__Provided records__
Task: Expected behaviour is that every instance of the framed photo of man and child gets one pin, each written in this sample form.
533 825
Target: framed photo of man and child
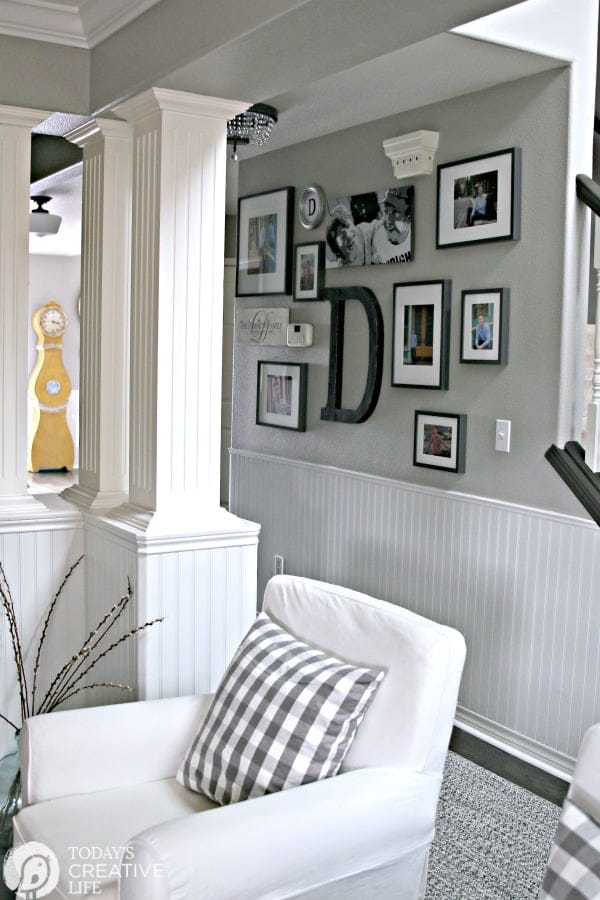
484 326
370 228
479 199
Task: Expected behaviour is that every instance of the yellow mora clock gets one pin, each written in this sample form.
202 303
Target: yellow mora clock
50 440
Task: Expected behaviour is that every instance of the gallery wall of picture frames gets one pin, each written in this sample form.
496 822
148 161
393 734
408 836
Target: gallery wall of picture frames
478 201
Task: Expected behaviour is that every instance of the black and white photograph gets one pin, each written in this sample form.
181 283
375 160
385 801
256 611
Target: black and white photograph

--

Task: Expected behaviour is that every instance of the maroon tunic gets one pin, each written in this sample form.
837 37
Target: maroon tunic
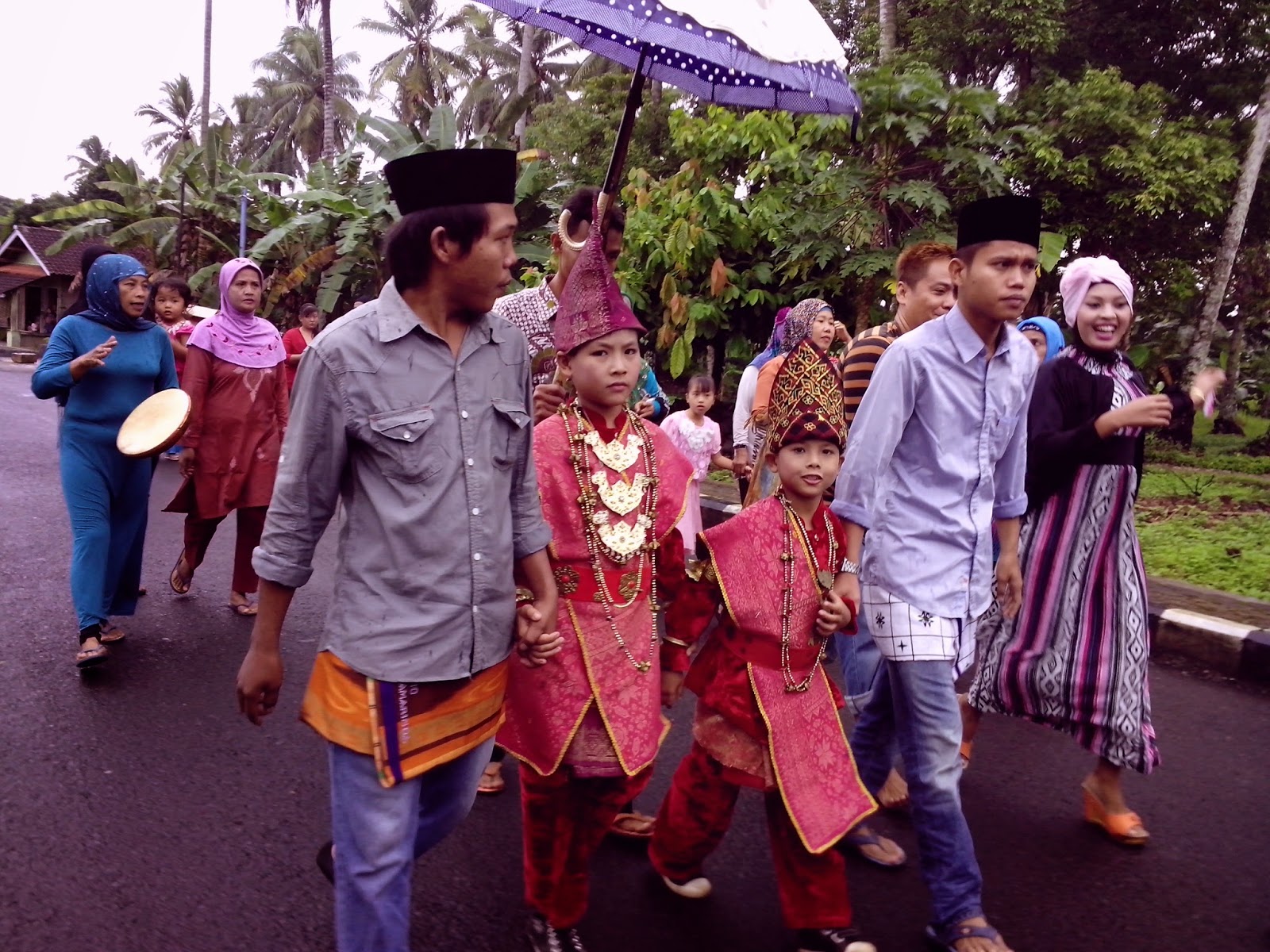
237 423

__Directive__
Recast the lines from the one containing "Task: Expected behaviour is that every instance of the yellow" through the one containing "Target: black and white photograph", both included, as a JSON list of strings with one string per line and no blank lines.

__Answer to this problem__
[
  "Task: Expected behaviour is that every instance of the yellow mora clock gets one pin, each written in this sample form.",
  "202 303",
  "Target: yellow mora clock",
  "50 440",
  "Task: Expected behaviour is that every instance of the gallery wall of picture frames gets one pin, each written in this sample form.",
  "496 822",
  "148 161",
  "393 734",
  "408 836",
  "Target: gallery wall of picture frames",
  "478 201",
  "Task: Expected behaviour is that every instance of the black and white photograph gets one pin, each written in this sample form.",
  "181 283",
  "375 160",
  "385 801",
  "256 611",
  "Target: black and white photograph"
]